*** Opening of Data for this exercise ***

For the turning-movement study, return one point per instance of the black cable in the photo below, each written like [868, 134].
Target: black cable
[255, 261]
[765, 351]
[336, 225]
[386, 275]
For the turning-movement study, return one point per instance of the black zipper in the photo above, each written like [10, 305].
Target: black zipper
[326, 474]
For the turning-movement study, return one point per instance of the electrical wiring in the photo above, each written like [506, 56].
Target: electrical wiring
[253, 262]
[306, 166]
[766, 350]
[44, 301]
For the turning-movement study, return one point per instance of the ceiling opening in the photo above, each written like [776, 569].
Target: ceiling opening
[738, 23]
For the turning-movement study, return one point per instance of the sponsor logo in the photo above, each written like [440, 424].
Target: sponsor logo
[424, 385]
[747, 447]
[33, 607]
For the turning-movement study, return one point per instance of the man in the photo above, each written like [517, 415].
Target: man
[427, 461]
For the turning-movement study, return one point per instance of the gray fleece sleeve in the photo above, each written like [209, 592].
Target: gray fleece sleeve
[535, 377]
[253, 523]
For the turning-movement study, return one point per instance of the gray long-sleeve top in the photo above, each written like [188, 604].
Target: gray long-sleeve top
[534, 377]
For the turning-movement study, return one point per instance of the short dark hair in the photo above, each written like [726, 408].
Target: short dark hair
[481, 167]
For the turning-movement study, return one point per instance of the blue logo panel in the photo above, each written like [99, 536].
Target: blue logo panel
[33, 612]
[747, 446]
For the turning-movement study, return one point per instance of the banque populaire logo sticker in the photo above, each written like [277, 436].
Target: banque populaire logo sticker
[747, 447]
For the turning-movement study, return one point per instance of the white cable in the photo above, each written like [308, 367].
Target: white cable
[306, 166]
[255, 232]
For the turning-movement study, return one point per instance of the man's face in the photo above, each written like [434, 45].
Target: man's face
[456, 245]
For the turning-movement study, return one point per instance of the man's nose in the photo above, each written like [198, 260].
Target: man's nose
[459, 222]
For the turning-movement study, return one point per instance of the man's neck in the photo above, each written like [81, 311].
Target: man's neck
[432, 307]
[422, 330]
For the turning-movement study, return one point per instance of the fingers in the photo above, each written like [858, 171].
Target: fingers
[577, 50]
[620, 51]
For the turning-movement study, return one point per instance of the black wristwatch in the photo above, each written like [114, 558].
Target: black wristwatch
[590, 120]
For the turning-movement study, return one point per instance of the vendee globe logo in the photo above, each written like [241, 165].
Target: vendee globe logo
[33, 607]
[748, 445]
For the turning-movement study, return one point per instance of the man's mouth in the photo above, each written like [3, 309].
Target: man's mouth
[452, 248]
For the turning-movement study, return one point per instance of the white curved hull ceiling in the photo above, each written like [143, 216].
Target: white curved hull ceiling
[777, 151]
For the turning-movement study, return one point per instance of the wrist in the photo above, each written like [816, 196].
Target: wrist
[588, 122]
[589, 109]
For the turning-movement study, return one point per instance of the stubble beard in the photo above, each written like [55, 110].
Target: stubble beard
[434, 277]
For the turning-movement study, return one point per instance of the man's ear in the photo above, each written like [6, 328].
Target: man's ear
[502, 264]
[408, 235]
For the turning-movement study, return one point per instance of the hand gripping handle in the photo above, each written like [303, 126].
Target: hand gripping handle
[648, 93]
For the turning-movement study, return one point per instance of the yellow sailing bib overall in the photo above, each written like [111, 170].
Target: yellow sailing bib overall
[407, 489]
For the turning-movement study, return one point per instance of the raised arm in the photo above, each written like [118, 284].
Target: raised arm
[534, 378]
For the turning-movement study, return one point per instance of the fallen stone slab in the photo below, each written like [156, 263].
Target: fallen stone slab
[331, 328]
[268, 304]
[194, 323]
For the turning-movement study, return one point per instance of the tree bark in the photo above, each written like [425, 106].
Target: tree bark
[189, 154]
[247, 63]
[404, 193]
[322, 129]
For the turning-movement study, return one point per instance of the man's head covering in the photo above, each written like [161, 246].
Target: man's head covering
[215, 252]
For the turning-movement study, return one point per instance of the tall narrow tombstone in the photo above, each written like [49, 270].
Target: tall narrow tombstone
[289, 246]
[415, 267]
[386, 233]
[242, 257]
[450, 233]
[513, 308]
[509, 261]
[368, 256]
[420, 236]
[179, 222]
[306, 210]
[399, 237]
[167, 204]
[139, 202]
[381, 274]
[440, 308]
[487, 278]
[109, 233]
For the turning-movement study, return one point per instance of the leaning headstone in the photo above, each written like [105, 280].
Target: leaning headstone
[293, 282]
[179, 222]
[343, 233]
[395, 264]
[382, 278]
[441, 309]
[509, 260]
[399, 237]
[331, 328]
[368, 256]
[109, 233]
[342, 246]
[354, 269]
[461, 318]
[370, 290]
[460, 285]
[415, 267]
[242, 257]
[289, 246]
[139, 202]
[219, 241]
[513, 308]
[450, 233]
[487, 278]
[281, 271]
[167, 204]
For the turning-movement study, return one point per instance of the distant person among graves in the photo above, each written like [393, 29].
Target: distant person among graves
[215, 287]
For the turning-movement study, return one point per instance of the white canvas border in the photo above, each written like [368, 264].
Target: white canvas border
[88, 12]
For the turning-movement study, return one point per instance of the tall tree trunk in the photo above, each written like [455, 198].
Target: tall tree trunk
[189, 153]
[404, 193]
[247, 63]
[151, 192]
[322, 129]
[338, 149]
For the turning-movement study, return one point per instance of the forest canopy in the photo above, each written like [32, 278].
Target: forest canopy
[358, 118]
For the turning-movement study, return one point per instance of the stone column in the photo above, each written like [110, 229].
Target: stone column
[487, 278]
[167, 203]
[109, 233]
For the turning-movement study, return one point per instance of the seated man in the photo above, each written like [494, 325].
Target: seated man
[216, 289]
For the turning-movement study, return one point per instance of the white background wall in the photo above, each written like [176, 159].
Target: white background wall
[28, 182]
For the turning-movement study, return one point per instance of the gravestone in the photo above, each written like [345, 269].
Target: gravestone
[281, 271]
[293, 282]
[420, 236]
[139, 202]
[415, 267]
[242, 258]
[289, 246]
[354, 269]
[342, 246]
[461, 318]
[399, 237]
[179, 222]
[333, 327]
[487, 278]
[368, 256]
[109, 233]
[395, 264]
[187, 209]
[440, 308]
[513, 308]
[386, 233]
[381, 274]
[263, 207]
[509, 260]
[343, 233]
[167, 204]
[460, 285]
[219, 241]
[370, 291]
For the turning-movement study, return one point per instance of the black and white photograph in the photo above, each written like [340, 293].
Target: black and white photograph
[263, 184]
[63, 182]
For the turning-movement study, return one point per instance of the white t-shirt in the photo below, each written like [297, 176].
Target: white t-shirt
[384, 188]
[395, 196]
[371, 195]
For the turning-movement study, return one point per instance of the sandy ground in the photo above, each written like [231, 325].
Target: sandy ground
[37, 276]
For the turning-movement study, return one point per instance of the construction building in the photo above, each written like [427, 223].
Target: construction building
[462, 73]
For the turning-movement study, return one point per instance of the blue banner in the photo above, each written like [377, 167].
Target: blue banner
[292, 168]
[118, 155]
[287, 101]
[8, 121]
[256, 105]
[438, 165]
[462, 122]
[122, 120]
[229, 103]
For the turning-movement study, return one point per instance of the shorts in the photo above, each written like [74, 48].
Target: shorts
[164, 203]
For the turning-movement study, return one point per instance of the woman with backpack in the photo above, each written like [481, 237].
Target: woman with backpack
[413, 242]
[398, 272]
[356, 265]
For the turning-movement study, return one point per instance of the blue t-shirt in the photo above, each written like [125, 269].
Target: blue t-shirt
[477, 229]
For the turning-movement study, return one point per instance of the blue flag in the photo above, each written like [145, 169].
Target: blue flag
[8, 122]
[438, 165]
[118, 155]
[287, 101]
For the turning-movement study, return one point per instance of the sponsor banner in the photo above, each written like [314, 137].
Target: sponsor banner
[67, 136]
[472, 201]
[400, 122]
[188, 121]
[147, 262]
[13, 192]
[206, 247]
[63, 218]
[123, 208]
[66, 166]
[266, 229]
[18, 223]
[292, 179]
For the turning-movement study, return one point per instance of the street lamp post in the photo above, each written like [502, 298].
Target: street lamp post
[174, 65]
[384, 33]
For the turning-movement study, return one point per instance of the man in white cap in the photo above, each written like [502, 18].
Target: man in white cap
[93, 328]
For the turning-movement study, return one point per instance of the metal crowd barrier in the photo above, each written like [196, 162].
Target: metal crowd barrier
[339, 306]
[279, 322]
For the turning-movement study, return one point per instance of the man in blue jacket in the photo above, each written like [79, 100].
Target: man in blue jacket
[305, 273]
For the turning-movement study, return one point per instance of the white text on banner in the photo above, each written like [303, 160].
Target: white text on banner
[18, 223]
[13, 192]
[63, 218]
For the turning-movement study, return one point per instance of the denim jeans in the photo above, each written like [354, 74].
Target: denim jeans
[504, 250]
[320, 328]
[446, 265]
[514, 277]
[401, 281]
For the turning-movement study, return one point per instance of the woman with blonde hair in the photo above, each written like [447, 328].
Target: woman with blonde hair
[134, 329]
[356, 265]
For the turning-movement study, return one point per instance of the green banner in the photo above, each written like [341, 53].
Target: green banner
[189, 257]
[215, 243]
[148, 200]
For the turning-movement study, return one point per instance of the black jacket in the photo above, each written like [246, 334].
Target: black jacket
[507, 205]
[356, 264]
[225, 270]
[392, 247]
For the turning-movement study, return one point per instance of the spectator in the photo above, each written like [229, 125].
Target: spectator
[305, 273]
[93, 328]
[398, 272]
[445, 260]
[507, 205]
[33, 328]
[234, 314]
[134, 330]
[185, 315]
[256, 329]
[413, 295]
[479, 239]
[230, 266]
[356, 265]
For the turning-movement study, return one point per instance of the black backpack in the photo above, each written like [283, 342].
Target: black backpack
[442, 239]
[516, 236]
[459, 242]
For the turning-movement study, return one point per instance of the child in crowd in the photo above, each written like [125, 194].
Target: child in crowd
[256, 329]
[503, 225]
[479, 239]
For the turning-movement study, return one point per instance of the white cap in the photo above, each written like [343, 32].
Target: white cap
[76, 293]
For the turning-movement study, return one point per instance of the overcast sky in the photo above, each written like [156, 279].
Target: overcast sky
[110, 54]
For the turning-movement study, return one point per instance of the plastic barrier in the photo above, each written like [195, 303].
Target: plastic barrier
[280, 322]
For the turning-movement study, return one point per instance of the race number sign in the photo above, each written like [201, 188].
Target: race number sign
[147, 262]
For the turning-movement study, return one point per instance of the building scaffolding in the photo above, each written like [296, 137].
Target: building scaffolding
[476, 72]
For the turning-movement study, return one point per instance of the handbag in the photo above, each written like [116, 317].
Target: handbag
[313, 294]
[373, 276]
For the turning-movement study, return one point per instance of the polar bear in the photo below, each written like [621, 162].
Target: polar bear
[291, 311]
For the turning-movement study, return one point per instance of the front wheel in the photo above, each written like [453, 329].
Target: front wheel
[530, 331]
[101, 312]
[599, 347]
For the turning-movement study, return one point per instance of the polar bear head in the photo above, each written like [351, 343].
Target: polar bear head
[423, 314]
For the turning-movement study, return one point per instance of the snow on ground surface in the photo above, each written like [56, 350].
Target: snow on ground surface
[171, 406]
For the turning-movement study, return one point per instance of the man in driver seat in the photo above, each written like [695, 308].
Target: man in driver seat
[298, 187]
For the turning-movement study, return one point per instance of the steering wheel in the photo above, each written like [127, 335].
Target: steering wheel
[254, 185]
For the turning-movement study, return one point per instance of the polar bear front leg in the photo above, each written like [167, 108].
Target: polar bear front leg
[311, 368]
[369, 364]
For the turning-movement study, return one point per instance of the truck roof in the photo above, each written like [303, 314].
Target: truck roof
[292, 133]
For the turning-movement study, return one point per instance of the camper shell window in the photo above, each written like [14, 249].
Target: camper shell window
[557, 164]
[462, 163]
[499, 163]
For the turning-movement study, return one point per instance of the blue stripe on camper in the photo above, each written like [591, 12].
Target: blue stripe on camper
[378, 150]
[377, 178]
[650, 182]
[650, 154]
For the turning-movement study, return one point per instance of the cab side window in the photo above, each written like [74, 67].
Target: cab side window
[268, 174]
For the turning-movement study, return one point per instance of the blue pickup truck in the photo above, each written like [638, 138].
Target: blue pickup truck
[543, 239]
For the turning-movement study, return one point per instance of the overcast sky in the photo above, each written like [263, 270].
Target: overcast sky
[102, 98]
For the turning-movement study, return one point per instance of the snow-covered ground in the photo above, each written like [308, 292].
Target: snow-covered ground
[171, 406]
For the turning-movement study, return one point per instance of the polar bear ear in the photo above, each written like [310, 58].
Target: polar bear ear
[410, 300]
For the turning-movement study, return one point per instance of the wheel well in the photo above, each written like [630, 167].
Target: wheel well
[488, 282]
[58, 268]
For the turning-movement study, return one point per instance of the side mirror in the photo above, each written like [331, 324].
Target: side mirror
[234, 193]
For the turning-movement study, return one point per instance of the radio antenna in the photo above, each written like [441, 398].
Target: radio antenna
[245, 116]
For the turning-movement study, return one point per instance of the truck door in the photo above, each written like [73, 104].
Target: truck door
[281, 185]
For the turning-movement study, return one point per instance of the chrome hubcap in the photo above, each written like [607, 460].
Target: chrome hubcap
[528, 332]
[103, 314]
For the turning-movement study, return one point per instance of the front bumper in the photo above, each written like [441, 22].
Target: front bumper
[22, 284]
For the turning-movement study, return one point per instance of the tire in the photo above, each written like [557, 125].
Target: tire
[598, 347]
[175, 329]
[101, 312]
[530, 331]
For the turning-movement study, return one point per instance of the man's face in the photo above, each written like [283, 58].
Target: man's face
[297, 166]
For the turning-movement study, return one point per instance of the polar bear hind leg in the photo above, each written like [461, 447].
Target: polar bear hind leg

*** Close of Data for this exercise ***

Activity:
Up to and including the last line above, starting with the line that contains "Target: polar bear ear", return each line exactly and nothing else.

Task result:
Target: polar bear ear
[410, 300]
For the turning-movement study, return one point per instance of the wheel well in the photo above, each written like [630, 167].
Target: wheel well
[488, 282]
[58, 268]
For the turning-movement study, return one point per instance of the side mirror in the photo above, each written like [331, 324].
Target: side mirror
[234, 193]
For the turning-movement study, return one point per instance of the radio antenna in the photo above, each written like [441, 398].
Target: radio antenna
[245, 116]
For the turning-movement study, return one point per instance of the truck door in the photo above, each written like [73, 104].
Target: truck door
[281, 185]
For the turning-movement study, return one point per instance of the chrome hubcap in the photo above, each written like [607, 460].
Target: chrome hubcap
[528, 332]
[103, 314]
For the turning-movement study, return one point per instance of the front bumper in the photo above, each written like [441, 22].
Target: front bumper
[22, 284]
For the turning-movement study, return one point per instance of the tire in the photo above, each written like [557, 125].
Target: tire
[598, 347]
[175, 329]
[101, 312]
[530, 331]
For the turning-movement study, return one point per instance of the man's face in the photo above, each written like [283, 58].
Target: man's face
[297, 166]
For the turning-movement study, return one point per instance of the polar bear hind leg in the photo above, each written like [461, 447].
Target: polar bear hind leg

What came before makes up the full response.